> _INPUT FOR THIS TASK_:
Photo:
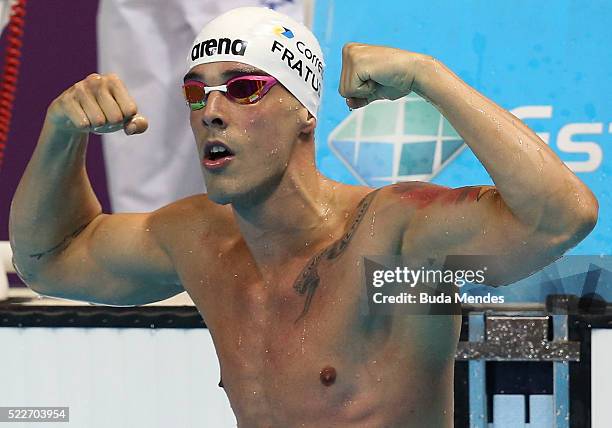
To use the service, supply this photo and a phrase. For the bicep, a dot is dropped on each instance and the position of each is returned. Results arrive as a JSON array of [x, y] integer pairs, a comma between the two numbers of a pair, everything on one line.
[[474, 220], [117, 260]]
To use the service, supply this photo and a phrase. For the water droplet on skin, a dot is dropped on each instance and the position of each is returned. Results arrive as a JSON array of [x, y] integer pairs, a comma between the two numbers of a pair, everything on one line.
[[372, 224], [303, 337]]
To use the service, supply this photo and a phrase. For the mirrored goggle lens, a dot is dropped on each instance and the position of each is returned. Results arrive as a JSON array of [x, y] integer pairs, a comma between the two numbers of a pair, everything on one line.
[[194, 93], [245, 90]]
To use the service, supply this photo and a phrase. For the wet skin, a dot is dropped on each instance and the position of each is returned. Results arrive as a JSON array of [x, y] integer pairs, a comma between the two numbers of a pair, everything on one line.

> _YOUR TASK_: Reproduce all of the data above word for word, omitting the pictures.

> _RESPONSE TO THE TASK_:
Photo:
To use the service, supply this photo and a phrase. For the bicep, a dot is dropped on each instance and the position of each is returned. Results arrive as a JSON array of [x, y] integer pairs, a comma between the two numbers of a pair, everything on one line.
[[474, 220], [117, 260]]
To use the service, supply this photo and a phrase. For the water droplet on skin, a dot is dropped on each instance and the position of each is returned. Results arrive as a JSON array of [x, y] integer pairs, a comma between the two numbers of a pair, everything on one line.
[[372, 224], [303, 337]]
To use the service, supply this photo and a phrase. For the mirrored goggle lens, a dot is dropped on each instance and the position of each is returned. Results arrive as a JSON array of [x, y] integer pairs, a comma between the two numbers of a pair, everything on one line.
[[194, 93], [245, 90]]
To use the service, supply this photo and a phrase. For the wet skin, a dot is dropped on each instance and the position of each is returned. Results arrive as a JSON array of [x, y] integer pairs, a comma between the two numbers of a pair, everything on one line.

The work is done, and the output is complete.